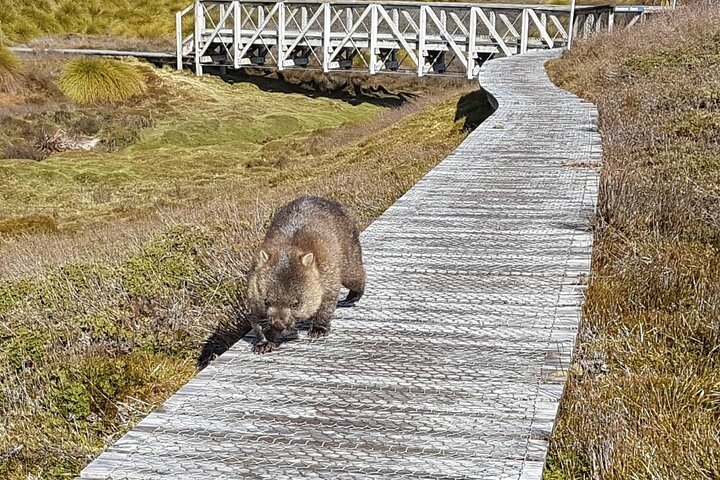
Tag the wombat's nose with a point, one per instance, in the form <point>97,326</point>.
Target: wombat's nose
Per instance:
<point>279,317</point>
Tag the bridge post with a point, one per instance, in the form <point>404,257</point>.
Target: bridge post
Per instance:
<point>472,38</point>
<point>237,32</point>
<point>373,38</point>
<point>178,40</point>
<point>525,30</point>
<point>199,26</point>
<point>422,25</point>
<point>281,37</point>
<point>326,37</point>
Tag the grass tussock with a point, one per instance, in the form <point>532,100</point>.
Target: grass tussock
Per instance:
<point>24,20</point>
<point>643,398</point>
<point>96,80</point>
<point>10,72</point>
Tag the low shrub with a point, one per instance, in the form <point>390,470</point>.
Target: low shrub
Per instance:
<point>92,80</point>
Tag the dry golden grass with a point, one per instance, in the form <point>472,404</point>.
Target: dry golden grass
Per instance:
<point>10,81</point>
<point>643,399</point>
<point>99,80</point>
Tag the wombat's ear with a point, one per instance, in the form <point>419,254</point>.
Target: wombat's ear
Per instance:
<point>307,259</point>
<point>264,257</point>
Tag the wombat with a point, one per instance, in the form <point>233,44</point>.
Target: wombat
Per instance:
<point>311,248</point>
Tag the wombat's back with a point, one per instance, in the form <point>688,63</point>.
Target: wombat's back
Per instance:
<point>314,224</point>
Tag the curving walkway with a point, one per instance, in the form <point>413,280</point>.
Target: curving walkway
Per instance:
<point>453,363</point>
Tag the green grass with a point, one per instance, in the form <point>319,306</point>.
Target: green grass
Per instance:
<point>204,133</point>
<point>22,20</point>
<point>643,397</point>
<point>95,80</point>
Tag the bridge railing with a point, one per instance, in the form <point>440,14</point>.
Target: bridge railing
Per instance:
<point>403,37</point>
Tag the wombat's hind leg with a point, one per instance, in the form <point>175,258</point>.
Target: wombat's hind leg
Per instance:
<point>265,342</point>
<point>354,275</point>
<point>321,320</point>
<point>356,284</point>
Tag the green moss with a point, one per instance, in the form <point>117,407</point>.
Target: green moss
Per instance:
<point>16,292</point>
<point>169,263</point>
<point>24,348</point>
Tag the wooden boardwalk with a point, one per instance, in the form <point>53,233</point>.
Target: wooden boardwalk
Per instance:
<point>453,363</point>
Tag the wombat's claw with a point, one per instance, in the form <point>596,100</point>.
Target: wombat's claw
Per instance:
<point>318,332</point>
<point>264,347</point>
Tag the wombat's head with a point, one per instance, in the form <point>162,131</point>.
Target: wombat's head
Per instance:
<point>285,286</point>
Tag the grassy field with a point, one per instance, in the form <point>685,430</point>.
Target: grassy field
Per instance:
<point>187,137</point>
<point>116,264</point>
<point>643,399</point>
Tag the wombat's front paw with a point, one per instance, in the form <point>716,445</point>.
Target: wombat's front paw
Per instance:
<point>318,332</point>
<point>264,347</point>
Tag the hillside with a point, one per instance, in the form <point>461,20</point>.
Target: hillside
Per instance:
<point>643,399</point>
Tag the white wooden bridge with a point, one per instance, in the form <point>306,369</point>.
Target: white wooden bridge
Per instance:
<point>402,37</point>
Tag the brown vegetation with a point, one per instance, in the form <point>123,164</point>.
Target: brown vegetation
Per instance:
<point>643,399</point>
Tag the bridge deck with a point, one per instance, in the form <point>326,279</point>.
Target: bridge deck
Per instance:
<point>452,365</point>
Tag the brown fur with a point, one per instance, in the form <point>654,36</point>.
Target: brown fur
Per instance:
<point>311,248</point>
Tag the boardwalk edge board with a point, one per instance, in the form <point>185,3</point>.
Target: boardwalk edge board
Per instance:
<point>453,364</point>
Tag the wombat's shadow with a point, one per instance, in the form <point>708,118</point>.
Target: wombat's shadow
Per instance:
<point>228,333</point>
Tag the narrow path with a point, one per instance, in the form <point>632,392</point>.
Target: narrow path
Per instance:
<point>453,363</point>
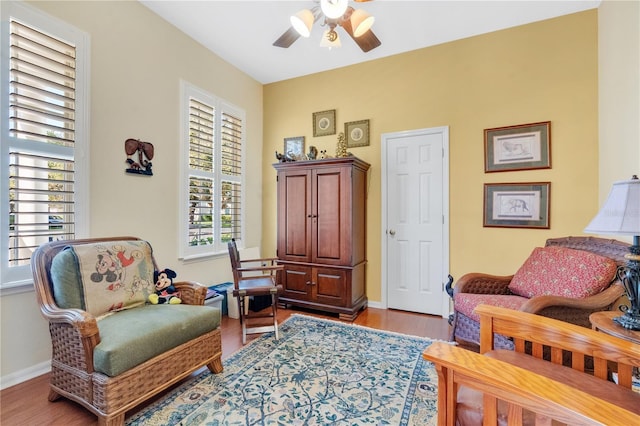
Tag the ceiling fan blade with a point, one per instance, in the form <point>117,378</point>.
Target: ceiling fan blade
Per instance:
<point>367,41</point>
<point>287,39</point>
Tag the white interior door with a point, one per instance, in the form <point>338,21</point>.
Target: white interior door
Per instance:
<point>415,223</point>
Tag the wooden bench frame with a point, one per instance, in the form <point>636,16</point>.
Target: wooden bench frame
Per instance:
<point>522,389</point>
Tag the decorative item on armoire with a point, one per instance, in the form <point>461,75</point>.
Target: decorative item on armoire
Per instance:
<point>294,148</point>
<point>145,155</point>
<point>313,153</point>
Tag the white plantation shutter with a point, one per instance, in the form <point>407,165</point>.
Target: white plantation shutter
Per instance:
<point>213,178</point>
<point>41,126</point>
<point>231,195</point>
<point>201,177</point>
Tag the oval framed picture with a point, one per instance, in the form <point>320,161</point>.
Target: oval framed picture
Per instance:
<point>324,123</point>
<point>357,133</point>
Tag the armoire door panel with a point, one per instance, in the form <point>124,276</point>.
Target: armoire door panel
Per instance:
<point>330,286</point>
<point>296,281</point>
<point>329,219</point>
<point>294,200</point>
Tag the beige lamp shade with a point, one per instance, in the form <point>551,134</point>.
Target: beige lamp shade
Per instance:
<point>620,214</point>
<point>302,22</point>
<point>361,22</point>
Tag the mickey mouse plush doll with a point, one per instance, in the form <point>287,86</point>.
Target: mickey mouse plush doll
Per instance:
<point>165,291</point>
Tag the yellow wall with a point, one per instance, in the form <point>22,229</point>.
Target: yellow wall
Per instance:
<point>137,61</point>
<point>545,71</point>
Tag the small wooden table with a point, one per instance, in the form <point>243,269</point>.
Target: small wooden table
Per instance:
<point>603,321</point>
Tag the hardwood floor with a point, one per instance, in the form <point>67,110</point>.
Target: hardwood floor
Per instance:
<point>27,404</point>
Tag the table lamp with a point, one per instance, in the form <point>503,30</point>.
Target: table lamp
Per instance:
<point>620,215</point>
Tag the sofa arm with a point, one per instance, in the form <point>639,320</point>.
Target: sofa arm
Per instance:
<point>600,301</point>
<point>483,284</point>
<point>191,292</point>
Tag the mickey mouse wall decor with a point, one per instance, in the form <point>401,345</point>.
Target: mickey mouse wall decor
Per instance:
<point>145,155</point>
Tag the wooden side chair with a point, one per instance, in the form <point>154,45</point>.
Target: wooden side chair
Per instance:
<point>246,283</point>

• _Instructions to follow_:
Put every line of the items above into a Markdown table with the columns Row and Text, numbering each row and skipping blank lines. Leave the pictures out of the table.

• _Solution to the exercise_:
| Row | Text |
|---|---|
| 1 | Tag the wombat's nose with a point, one per instance, in the form <point>97,326</point>. |
| 2 | Target: wombat's nose |
| 3 | Per instance: |
| 4 | <point>279,317</point> |
| 5 | Tag the bridge post with a point, one per instance, in the form <point>404,257</point>. |
| 6 | Target: bridge post |
| 7 | Per instance: |
| 8 | <point>472,38</point> |
| 9 | <point>237,32</point> |
| 10 | <point>373,38</point> |
| 11 | <point>178,40</point> |
| 12 | <point>525,30</point> |
| 13 | <point>199,26</point> |
| 14 | <point>422,25</point> |
| 15 | <point>281,37</point> |
| 16 | <point>326,37</point> |
| 17 | Tag the grass tussock with a point, one per instance, in the form <point>532,100</point>. |
| 18 | Target: grass tussock |
| 19 | Per instance: |
| 20 | <point>24,20</point> |
| 21 | <point>643,398</point> |
| 22 | <point>96,80</point> |
| 23 | <point>10,72</point> |
| 24 | Tag the low shrub with a point, one per instance, in the form <point>390,470</point>. |
| 25 | Target: low shrub |
| 26 | Per instance: |
| 27 | <point>92,80</point> |
| 28 | Tag the dry golden grass with a point, one per instance, in the form <point>472,404</point>. |
| 29 | Target: dry golden grass |
| 30 | Per instance: |
| 31 | <point>10,81</point> |
| 32 | <point>643,399</point> |
| 33 | <point>99,80</point> |
| 34 | Tag the wombat's ear with a point, one per instance, in the form <point>419,254</point>. |
| 35 | Target: wombat's ear |
| 36 | Per instance: |
| 37 | <point>307,259</point> |
| 38 | <point>264,257</point> |
| 39 | Tag the wombat with a point, one per instance, in the form <point>233,44</point>. |
| 40 | Target: wombat |
| 41 | Per instance: |
| 42 | <point>311,248</point> |
| 43 | Tag the wombat's back with a point, one per instance, in the form <point>688,63</point>. |
| 44 | Target: wombat's back |
| 45 | Per instance: |
| 46 | <point>314,224</point> |
| 47 | Tag the curving walkway with a point, one per instance, in the form <point>413,280</point>. |
| 48 | Target: curving walkway |
| 49 | Per instance: |
| 50 | <point>453,363</point> |
| 51 | Tag the green grass with a point, one per instance, in the form <point>319,306</point>. |
| 52 | Target: green grass |
| 53 | Per instance: |
| 54 | <point>204,133</point> |
| 55 | <point>22,20</point> |
| 56 | <point>643,397</point> |
| 57 | <point>95,80</point> |
| 58 | Tag the bridge railing with a point, one per instance, in the form <point>440,14</point>. |
| 59 | Target: bridge railing |
| 60 | Per instance: |
| 61 | <point>403,37</point> |
| 62 | Tag the wombat's hind leg with a point, one per instance, in the form <point>175,258</point>. |
| 63 | Target: wombat's hind leg |
| 64 | Per instance: |
| 65 | <point>265,342</point> |
| 66 | <point>354,275</point> |
| 67 | <point>321,320</point> |
| 68 | <point>356,284</point> |
| 69 | Tag the green moss with a point, one per instance, in the form <point>117,407</point>. |
| 70 | Target: green moss |
| 71 | Per instance: |
| 72 | <point>16,292</point> |
| 73 | <point>169,263</point> |
| 74 | <point>24,348</point> |
| 75 | Tag the wooden boardwalk with a point, one per instance, in the form <point>53,233</point>. |
| 76 | Target: wooden boardwalk |
| 77 | Per instance: |
| 78 | <point>453,363</point> |
| 79 | Tag the wombat's claw with a point, one per instance, in the form <point>596,100</point>. |
| 80 | Target: wombat's claw |
| 81 | Per instance: |
| 82 | <point>318,332</point> |
| 83 | <point>264,347</point> |
| 84 | Tag the wombat's head with a point, one per instance, in the form <point>162,131</point>. |
| 85 | Target: wombat's head |
| 86 | Per instance: |
| 87 | <point>285,286</point> |
| 88 | Tag the grassy field with a point, one per instance, in the form <point>685,430</point>. |
| 89 | Target: grassy field |
| 90 | Per instance: |
| 91 | <point>187,137</point> |
| 92 | <point>116,264</point> |
| 93 | <point>643,399</point> |
| 94 | Tag the wombat's front paw with a point, one per instance, in the form <point>716,445</point>. |
| 95 | Target: wombat's front paw |
| 96 | Per instance: |
| 97 | <point>318,332</point> |
| 98 | <point>264,347</point> |
| 99 | Tag the hillside with a point, one per instance, in the form <point>461,20</point>. |
| 100 | Target: hillside |
| 101 | Per instance: |
| 102 | <point>643,399</point> |
| 103 | Tag the white wooden bridge with a point, one per instance, in the form <point>306,369</point>. |
| 104 | Target: white wooden bridge |
| 105 | Per instance: |
| 106 | <point>402,37</point> |
| 107 | Tag the brown vegetation with a point, one per instance, in the form <point>123,164</point>. |
| 108 | Target: brown vegetation |
| 109 | Per instance: |
| 110 | <point>643,399</point> |
| 111 | Tag the bridge deck with a point, one per instance, in the form <point>326,279</point>. |
| 112 | Target: bridge deck |
| 113 | Per instance: |
| 114 | <point>452,365</point> |
| 115 | Tag the brown fur with a point, one per instance, in the form <point>654,36</point>. |
| 116 | Target: brown fur |
| 117 | Per instance: |
| 118 | <point>311,248</point> |
| 119 | Tag the boardwalk edge board with a point, one per instance, in the form <point>185,3</point>. |
| 120 | Target: boardwalk edge board |
| 121 | Per instance: |
| 122 | <point>453,364</point> |
| 123 | Tag the wombat's shadow with a point, one per instance, in the form <point>708,118</point>. |
| 124 | Target: wombat's shadow |
| 125 | Per instance: |
| 126 | <point>228,333</point> |
| 127 | Tag the narrow path with a point, one per instance, in the form <point>632,392</point>. |
| 128 | Target: narrow path |
| 129 | Per instance: |
| 130 | <point>453,363</point> |
| 131 | Tag the ceiling fan blade with a point, one per instance, in the form <point>117,378</point>. |
| 132 | Target: ceiling fan blade |
| 133 | Per instance: |
| 134 | <point>367,41</point> |
| 135 | <point>287,39</point> |
| 136 | Tag the white interior door with a point, one per instance, in the form <point>338,21</point>. |
| 137 | Target: white interior door |
| 138 | Per instance: |
| 139 | <point>415,223</point> |
| 140 | Tag the wooden bench frame with a point, one per instance, in the form <point>636,16</point>. |
| 141 | Target: wooden bench frame |
| 142 | Per instance: |
| 143 | <point>522,389</point> |
| 144 | Tag the decorative item on armoire with a point, one per instance, in the form <point>461,75</point>. |
| 145 | Target: decorative item on armoire |
| 146 | Per instance: |
| 147 | <point>294,148</point> |
| 148 | <point>145,155</point> |
| 149 | <point>313,153</point> |
| 150 | Tag the white plantation shutter with a point, one per instance, in the form <point>407,165</point>. |
| 151 | Target: white plantation shutter |
| 152 | Per instance: |
| 153 | <point>213,178</point> |
| 154 | <point>41,126</point> |
| 155 | <point>231,195</point> |
| 156 | <point>201,177</point> |
| 157 | Tag the oval framed picture with a point, one per instance, in the form <point>320,161</point>. |
| 158 | Target: oval framed picture |
| 159 | Per instance: |
| 160 | <point>324,123</point> |
| 161 | <point>357,133</point> |
| 162 | Tag the armoire door panel with a point, one per instance, in the form <point>124,276</point>. |
| 163 | Target: armoire door panel |
| 164 | Per instance: |
| 165 | <point>330,286</point> |
| 166 | <point>296,281</point> |
| 167 | <point>329,219</point> |
| 168 | <point>294,200</point> |
| 169 | Tag the beige lamp shade with a point, one per instance, in the form <point>551,134</point>. |
| 170 | Target: beige lamp shade |
| 171 | Per instance: |
| 172 | <point>620,214</point> |
| 173 | <point>302,22</point> |
| 174 | <point>361,22</point> |
| 175 | Tag the mickey mouse plush doll with a point, one per instance, in the form <point>287,86</point>. |
| 176 | Target: mickey mouse plush doll |
| 177 | Per instance: |
| 178 | <point>165,291</point> |
| 179 | Tag the yellow wall with a point, one per instance, in the form <point>22,229</point>. |
| 180 | Target: yellow wall |
| 181 | Per instance: |
| 182 | <point>137,61</point> |
| 183 | <point>545,71</point> |
| 184 | Tag the small wooden table with a point, one per instance, in the form <point>243,269</point>. |
| 185 | Target: small wooden table |
| 186 | Per instance: |
| 187 | <point>603,321</point> |
| 188 | Tag the hardwood floor with a point, one per instance, in the form <point>67,110</point>. |
| 189 | Target: hardwood floor |
| 190 | Per instance: |
| 191 | <point>27,404</point> |
| 192 | Tag the table lamp with a point, one per instance, in the form <point>503,30</point>. |
| 193 | Target: table lamp |
| 194 | Per instance: |
| 195 | <point>620,215</point> |
| 196 | Tag the sofa arm with a point, one per instance, in the form <point>639,320</point>. |
| 197 | Target: sofa arm |
| 198 | Per instance: |
| 199 | <point>600,301</point> |
| 200 | <point>483,284</point> |
| 201 | <point>191,292</point> |
| 202 | Tag the mickey mouse wall decor with a point, one per instance, in the form <point>401,345</point>. |
| 203 | Target: mickey mouse wall decor |
| 204 | Per instance: |
| 205 | <point>145,155</point> |
| 206 | Tag the wooden side chair with a point, one per instance, in the form <point>154,45</point>. |
| 207 | Target: wooden side chair |
| 208 | Per instance: |
| 209 | <point>246,283</point> |